▶ Given text:
______________________________

Le Chemin de Stevenson has become a classic route across the hills and valleys of this part of rural Occitanie. It runs for 220km along the scenic Grande Randonnée (GR70) and is one of the most popular long-distance trails with 6,000 hikers each year. Look around and it's not hard to see why Stevenson imagined himself coming down off his "featherbed of civilisation". "My road lay through one of the most beggarly countries in the world", he wrote. "It was like the worst of the Scottish Highlands, only worse; cold, naked, and ignoble, scant of wood, scant of heather, scant of life. A road and some fences broke the unvarying waste, and the line of the road was marked by upright pillars, to serve in time of snow."

The GR70 has been considerably developed since it was inaugurated in 1994 and was certified in 2015 as a European Cultural Route of the Council of Europe. This year new information signboards “The Way of Stevenson 140 years later” have been installed in different places to commemorate his journey.

At his final stop, St-Jean-du-Gard, a photograph of the writer and his donkey adorns a granite block with a route map. A spectacularly rugged area on the south-eastern ridge of the Massif Central, the Cévennes lies to the north of the French Mediterranean lowland yet few people ever visit it, although it is just a two-hour drive north of Montpellier.

A pastoral landscape, it is redolent of an older France, a mix of steep cliffs, extensive forests and open plateaus where mediaeval villages cling to steep slopes. Walk along cobbled streets or over an ancient hump-backed bridge and the rushing stream at Florac, and you will find it has not changed much since Stevenson’s day.

Stray cats and dogs lurk along back alleyways, lizards scurry up walls at speed, and excitable cicadas dominate the soundscape. While the houses are dressed up with window boxes, there is a shabby-chic feel to them, creating the impression that villagers seem to enjoy living in the past. The landscape has been designated by Unesco on a world heritage list and the RLS Association meets regularly. His name has been commercialised and you do not have to look far to find a plethora of guides, route maps, postcards, sketches and watercolours reflecting both Stevenson and Modestine.

______________________________

▶ Short exercise 1:
According to the passage on the Chemin de Stevenson, in what year was the GR70 certified as a European Cultural Route of the Council of Europe?
▶ Short exercise 2:
Write the next paragraph of the passage on the Chemin de Stevenson, carrying on from its final sentence.

______________________________

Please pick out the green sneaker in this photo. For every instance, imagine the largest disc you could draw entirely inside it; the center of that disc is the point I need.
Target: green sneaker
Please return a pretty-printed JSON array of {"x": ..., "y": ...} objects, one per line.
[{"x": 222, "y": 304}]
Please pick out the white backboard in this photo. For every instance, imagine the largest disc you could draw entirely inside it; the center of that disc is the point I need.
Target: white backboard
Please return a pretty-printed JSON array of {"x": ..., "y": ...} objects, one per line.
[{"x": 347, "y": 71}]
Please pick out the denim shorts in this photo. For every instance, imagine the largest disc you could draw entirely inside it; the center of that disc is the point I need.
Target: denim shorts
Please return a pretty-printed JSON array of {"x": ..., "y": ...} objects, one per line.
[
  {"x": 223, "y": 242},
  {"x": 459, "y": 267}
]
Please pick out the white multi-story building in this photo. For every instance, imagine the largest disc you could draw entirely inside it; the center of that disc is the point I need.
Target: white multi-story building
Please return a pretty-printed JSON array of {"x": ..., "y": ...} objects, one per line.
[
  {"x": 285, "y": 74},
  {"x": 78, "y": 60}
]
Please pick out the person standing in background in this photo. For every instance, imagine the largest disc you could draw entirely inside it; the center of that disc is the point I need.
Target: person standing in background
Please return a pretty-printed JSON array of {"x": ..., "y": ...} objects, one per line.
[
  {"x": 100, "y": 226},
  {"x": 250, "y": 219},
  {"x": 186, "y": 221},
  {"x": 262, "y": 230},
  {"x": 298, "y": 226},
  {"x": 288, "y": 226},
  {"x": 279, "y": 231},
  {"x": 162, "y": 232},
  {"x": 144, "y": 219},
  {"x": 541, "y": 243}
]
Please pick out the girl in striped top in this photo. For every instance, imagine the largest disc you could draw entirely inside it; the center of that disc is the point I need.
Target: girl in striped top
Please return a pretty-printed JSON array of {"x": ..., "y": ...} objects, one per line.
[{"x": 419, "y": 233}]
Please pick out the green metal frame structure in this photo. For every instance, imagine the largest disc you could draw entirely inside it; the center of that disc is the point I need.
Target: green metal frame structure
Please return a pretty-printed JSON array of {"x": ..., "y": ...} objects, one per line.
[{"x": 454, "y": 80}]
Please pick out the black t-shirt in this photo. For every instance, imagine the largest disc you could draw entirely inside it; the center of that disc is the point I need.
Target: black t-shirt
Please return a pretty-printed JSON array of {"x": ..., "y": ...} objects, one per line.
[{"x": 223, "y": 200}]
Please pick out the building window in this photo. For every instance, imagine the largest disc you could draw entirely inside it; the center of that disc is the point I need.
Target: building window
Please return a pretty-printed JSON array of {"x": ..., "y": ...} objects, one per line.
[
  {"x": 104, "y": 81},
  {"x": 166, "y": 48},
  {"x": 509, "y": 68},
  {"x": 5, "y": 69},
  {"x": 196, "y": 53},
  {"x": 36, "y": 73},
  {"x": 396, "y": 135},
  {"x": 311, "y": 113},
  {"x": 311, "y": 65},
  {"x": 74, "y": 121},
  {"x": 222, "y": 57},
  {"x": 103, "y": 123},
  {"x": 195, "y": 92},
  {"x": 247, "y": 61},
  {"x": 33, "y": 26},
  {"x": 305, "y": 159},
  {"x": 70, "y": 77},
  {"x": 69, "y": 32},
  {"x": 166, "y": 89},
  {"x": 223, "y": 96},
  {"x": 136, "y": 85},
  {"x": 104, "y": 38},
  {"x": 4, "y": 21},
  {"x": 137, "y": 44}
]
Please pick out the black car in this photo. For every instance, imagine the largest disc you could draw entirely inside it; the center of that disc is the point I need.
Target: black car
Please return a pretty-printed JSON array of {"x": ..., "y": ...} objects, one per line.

______________________________

▶ Answer 1:
2015

▶ Answer 2:
He finished his walk at St-Jean-du-Gard selling his faithful companion for much less then he had paid. The author returned to Britain to write up his notes made during the walk, reworking them into a travel account that has been reprinted many times. His publisher gave him £30 for the book which became a much-read minor classic and was enough to take him to California where he and Fanny were reunited.

He went on to write such best-sellers as Treasure Island and the gothic novella The Strange Case of Dr Jekyll and Mr Hyde. But it is his solo ramble through the south of France which remains enigmatic and was also a quest to help his poor health. The area attracts a mix of Atlantic and Mediterranean weather with heavy downpours and humidity, and the mountains produce a micro-weather pattern, called l'épisode Cévenol. "If the Garden of Eden be anywhere", wrote Stevenson, "it is here in the valley of the Tarn as it goes to Florac. It is precisely here, nestling in these unspoilt natural surroundings, that you will find Florac, the nerve-centre of the Cévennes."

Numerous writers have gone in his footsteps, and these days you can sample an unfiltered and unpasteurised Stevenson craft beer. And as you soak up a toast to the man who made it all possible, you may also drink in an intoxicating mix of the fragrant garrigue countryside accompanied by the overpowering peacefulness of a wild mountain region.